Reproduce the data exactly and drop any pictures it holds.
** Start of Records for the task **
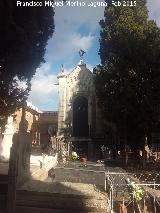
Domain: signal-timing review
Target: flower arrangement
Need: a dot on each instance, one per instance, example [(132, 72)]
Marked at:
[(74, 156), (137, 191)]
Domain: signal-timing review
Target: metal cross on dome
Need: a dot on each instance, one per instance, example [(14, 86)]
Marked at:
[(81, 53)]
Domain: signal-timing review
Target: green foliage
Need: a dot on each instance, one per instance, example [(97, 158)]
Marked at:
[(128, 79), (24, 32)]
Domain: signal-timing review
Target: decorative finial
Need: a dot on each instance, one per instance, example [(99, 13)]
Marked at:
[(81, 53), (62, 67)]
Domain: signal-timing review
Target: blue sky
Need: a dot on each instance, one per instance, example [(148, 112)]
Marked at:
[(75, 28)]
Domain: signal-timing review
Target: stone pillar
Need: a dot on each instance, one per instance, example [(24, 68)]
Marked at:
[(6, 141)]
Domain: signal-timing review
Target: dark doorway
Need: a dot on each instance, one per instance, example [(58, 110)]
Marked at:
[(80, 117)]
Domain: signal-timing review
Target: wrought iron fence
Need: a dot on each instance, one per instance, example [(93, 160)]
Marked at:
[(133, 192)]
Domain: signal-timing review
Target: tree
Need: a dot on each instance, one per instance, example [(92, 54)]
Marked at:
[(24, 32), (127, 81)]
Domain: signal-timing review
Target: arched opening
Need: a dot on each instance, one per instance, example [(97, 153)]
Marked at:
[(80, 117)]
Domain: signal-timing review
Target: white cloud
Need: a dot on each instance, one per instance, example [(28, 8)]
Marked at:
[(43, 89)]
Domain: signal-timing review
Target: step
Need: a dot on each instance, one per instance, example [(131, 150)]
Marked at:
[(59, 202), (24, 209)]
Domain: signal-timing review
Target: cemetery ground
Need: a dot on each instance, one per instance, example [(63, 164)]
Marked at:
[(94, 187)]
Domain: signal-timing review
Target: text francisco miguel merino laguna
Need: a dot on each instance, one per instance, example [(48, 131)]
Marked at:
[(48, 3)]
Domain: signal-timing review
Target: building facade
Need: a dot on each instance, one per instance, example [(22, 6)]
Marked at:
[(79, 117)]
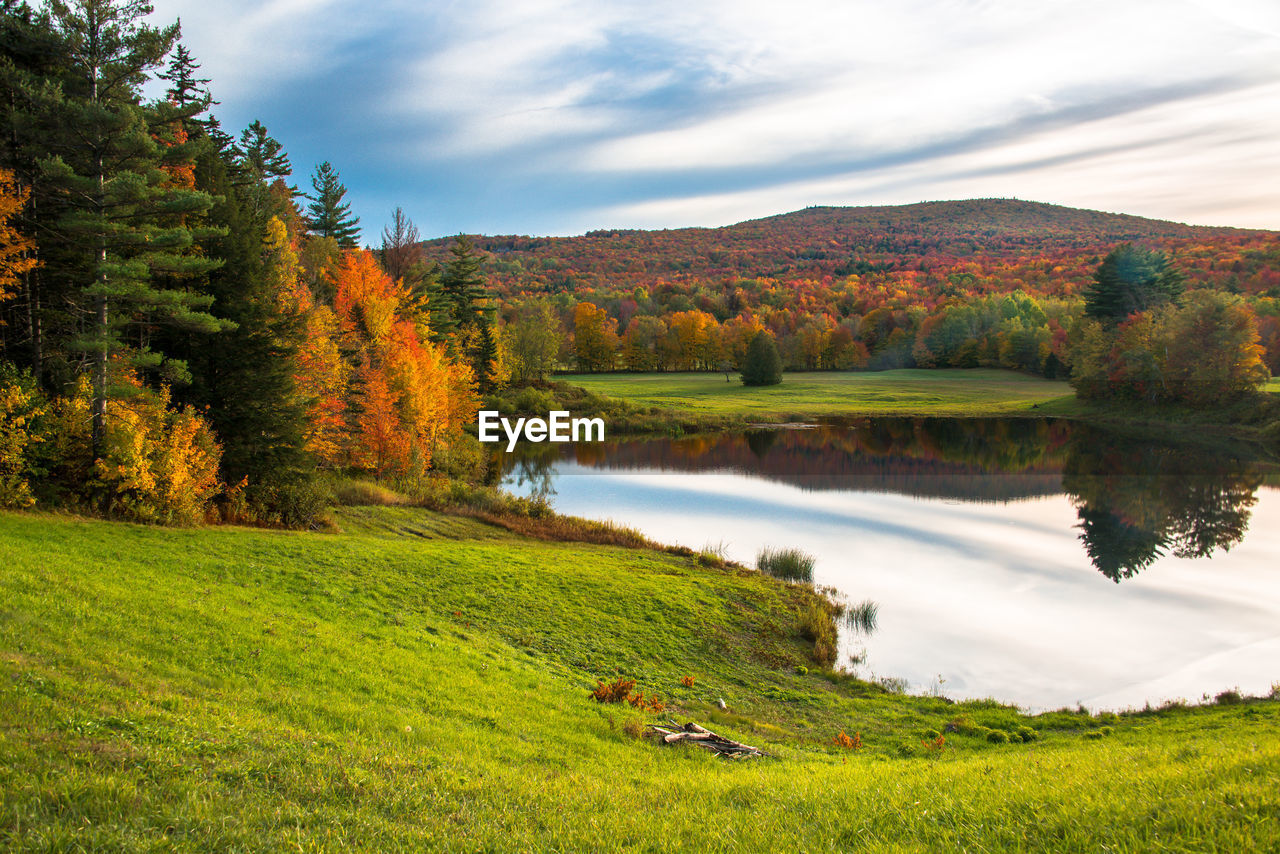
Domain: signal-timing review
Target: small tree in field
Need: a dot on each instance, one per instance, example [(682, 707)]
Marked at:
** End of Records for the task **
◆ **Output for this exercise**
Domain: signal-timing review
Target: flower arrangement
Need: a dot on each instance, one per instance, example [(132, 72)]
Marked at:
[(74, 156), (137, 191)]
Domain: signal-timing review
Target: metal cross on dome
Need: a dot on each instance, one per instance, example [(14, 86)]
Marked at:
[(81, 53)]
Domain: signal-timing review
Target: green foliage
Need: a dot on each instance, one per instance, example [(97, 158)]
Marked at:
[(128, 79), (24, 32)]
Domain: signal-timing review
Target: decorative finial
Need: a dot on each instance, one per instance, example [(99, 13)]
Marked at:
[(81, 53), (62, 67)]
Domain: signal-timing review
Target: blue sky
Need: a dot on each instance, one per instance, example [(148, 112)]
Marked at:
[(75, 28)]
Domain: signal-timing review
Target: stone pillar
Need: a dot on each instance, one per instance, example [(24, 68)]
Marked at:
[(6, 141)]
Domain: signal-timing review
Target: dark doorway
Need: a dot on each instance, one per instance, example [(58, 110)]
Marked at:
[(80, 117)]
Domain: signal-timing review
Target: wrought iron fence
Need: a dot on each instance, one per instance, example [(93, 160)]
Marked at:
[(133, 192)]
Domain: signal-timing review
Target: tree
Need: a dot on each instance, one per instance, example [(92, 54)]
Marked at:
[(24, 32), (127, 81)]
Domain: signal-timing review
Target: arched opening
Need: a dot on each instance, one per instance, example [(97, 153)]
Marked at:
[(80, 117)]
Domain: signal-timing review
Target: white cloud
Need: a dot on each instance, one per instance, example [(28, 8)]
Marked at:
[(43, 89)]
Domain: signal-timing review
Target: step
Need: a dot on each instance, one per instance, example [(131, 150)]
Marked at:
[(59, 202), (24, 209)]
Domain: signal-timing review
Target: cemetery ground
Need: a dot on each instance, one per instance, example [(63, 164)]
Marked at:
[(94, 187)]
Domain: signal-timing review
Target: text francisco miguel merino laguna
Need: a dot on each instance, one per instance, example [(48, 131)]
Marked at:
[(48, 3)]
Domain: signal-timing review
Target: building facade
Need: a dot on each instance, one per instance, example [(22, 6)]
Marked at:
[(79, 117)]
Domain: signal-timing review
Target: small tree in field
Need: a dot on each instance, one per instance, example [(682, 707)]
Marked at:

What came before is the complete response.